EXERCISES TO COMPLETE |
1/ Translate this sentence from the article on Russia's coatings industry into Spanish: "Russia's economy tends to do well at times of rising oil and gas prices, but it struggles when oil and gas demand is plunging."
2/ Answer these questions from the article on Russia's coatings industry:
(a) What population does the article give for Russia?
(b) By how much did Russia's gross domestic product drop in 2009?
(c) Competition from coatings companies in which part of Europe does the article single out?
3/ Pick up the article on Russia's coatings industry after its last sentence and continue it.

-- Start PASSAGE GIVEN --

Russia’s Coatings Industry Regains Stride
After sharp falls in
coatings volume
and value during
the recession,
Russia’s paint
market is once
again poised to
become the largest
in the region.
by Sean Milmo
European Correspondent
milmocw@rodpub.com
Russia is once again one of the fastest growing coatings markets in Europe with the strong likelihood that it will
soon be the region’s largest by value.
However there are doubts about whether it
will be able to keep up the pace of expansion.
Another key question is how much Russian
coatings producers will be able to take full advantage of growth of their domestic market in
the face of intense competition from coatings
companies elsewhere in Europe, particularly the
European Union.
The country with a population of 142 million
has been vulnerable to global economic downturns
because of its reliance on massive gas reserves and
to a lesser extent oil production capacity.
Russia’s economy tends to do well at times
of rising oil and gas prices, but it struggles when
oil and gas demand is plunging.
When the world went into recession in 2008,
the Russian economy collapsed. Gross domestic
product (GDP) whose level is the main influence
on coatings demand dropped by almost eight percent in 2009, with industrial production diving by
11 percent and manufacturing by 16 percent.

-- End PASSAGE GIVEN --
-- Start SUPPLIED INFORMATION --

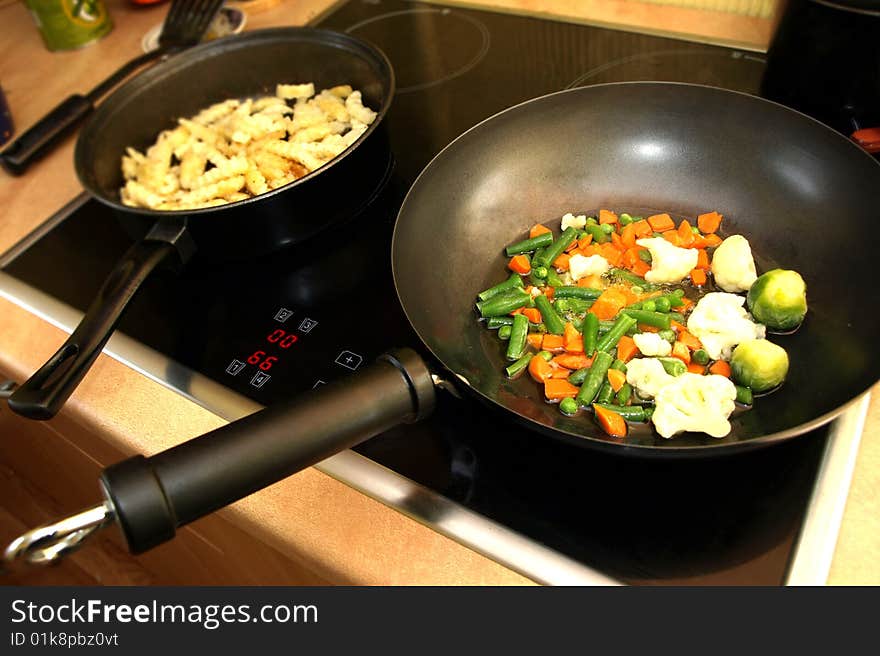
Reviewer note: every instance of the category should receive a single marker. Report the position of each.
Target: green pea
(668, 335)
(568, 406)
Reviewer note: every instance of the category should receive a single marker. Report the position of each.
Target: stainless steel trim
(815, 547)
(470, 529)
(810, 563)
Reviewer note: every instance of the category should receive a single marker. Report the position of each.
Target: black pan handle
(36, 141)
(44, 393)
(152, 497)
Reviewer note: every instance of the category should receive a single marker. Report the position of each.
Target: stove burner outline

-- End SUPPLIED INFORMATION --

WRITTEN RESPONSES |
1/ La economía de Rusia tiende a ir bien en épocas de aumento de los precios del petróleo y el gas, pero tiene dificultades cuando la demanda de petróleo y gas cae en picado.

2/
(a) 142 million
(b) By almost eight percent
(c) The European Union

3/
However the impact on the coatings sector, currently worth around $4 billion, was even greater
than that on GDP levels. Coatings production went
down in 2009 by almost 15 percent and demand by
17 percent, according to official Russian statistics.
The economy has now bounced back. GDP
rose by 3. 7 percent in 2010 and is expected to
increase at around four percent in 2011 and the
following year. But with coatings the trends have
been reversed with production and demand rising well above GDP rates.
Coatings production soared by 22 percent in
response to a 27 percent rise in total consumption to 1.1 million tons, close to its pre-recession
levels. Paint imports went up by 25 percent while
exports dropped by 21. 5 percent as booming domestic demand sucked in coatings normally destined for foreign markets.
The market has continued to grow at a strong
pace in 2011 although not as rapidly as last year.
“ The main driving force behind the growth is the
growth of GDP and the stable rouble (the Russian
currency),” said Janno Jaju, senior vice-president
responsible for the Russian business of Tikkurila,
the Finnish coatings company, a third of whose
annual sales are now in Russia.
Imports made up around 25 percent of the
Russian coatings market last year, while in volume terms the share is around 20 percent. In addition a large amount of coatings raw materials
are imported because of the shortage of production capacity in resins, pigments, additives
and other speciality chemicals.
An increasing proportion of local coatings
are made in plants owned by foreign companies,
mainly from the EU from where investment in
coatings and related sectors has steadily been increasing in recent years.
This investment has given foreign producers
a strong position in the Russian market, particularly in sectors for added-value products.
Tikkurila, which has two plants in Russia
and a third in neighbouring Ukraine, is market
leader in decorative paints with an 18 percent
share, well ahead of the Russian producer Empils in second position with seven percent.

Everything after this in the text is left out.